### TASK STATEMENT:
In the records below, tally each line that contains the word "navy" and give the total only.

Data extracted from a collection
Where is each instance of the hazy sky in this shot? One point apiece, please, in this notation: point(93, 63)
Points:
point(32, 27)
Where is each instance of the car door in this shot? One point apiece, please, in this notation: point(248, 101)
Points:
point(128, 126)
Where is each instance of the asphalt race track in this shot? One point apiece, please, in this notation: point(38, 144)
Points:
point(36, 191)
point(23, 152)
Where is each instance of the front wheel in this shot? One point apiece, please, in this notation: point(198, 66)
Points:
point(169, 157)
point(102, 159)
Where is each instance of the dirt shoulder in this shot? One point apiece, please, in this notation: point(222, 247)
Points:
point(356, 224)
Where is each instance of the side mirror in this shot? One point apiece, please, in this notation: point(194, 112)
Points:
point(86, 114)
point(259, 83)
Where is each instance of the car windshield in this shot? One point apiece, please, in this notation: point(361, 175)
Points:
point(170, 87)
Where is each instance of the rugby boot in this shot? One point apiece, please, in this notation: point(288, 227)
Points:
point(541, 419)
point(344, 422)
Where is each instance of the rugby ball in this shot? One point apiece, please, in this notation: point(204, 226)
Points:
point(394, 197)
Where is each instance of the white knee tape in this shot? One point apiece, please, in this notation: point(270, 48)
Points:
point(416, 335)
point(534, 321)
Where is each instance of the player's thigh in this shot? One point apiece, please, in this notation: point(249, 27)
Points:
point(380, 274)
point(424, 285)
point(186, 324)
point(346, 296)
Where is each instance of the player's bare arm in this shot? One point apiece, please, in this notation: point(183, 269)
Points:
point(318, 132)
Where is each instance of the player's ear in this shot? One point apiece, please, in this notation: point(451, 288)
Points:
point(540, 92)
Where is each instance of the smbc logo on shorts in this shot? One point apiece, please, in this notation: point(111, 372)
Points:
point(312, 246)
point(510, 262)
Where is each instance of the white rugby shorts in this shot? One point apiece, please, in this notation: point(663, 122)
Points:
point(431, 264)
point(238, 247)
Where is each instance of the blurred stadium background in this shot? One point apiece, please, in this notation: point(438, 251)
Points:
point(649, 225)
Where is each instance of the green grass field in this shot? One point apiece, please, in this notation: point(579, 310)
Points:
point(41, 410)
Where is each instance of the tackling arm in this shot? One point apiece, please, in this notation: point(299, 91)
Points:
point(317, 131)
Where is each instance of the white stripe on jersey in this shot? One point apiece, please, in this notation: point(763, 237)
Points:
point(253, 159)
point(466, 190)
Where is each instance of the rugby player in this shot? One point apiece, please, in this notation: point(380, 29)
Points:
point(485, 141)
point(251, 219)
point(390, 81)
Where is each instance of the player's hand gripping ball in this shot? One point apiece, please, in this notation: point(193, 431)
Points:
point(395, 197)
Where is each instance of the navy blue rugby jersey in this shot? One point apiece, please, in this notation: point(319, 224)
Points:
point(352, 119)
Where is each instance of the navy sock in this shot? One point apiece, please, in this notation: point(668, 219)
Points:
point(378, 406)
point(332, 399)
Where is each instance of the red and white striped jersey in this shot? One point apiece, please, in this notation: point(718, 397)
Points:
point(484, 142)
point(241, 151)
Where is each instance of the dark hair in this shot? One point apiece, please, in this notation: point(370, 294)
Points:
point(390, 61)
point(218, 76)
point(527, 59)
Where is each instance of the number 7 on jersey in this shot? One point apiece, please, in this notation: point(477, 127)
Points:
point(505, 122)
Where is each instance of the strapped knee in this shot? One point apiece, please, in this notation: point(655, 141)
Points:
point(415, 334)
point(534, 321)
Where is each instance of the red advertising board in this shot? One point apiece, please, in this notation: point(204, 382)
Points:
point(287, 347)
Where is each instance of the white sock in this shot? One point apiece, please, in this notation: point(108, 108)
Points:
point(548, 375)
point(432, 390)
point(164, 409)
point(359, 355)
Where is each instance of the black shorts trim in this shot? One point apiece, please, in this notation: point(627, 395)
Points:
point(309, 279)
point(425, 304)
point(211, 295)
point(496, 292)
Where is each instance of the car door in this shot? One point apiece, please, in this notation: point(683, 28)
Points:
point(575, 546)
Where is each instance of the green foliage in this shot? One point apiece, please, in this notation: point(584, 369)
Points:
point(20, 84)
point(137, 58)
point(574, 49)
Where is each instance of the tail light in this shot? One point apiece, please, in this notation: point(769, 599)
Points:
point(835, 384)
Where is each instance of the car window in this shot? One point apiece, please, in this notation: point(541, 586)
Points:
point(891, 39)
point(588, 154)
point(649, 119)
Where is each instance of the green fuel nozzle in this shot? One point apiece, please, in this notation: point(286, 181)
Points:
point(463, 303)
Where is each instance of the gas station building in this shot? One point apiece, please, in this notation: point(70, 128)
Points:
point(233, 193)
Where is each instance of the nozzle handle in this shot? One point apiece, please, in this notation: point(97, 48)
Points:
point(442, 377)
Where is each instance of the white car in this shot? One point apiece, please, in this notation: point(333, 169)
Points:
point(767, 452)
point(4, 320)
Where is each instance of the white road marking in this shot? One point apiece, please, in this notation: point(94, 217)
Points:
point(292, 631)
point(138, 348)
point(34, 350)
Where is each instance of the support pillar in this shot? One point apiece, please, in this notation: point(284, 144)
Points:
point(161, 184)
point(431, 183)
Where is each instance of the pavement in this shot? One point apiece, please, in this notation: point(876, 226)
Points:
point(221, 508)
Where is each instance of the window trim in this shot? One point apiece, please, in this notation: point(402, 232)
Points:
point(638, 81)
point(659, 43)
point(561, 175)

### EXERCISE SOLUTION:
2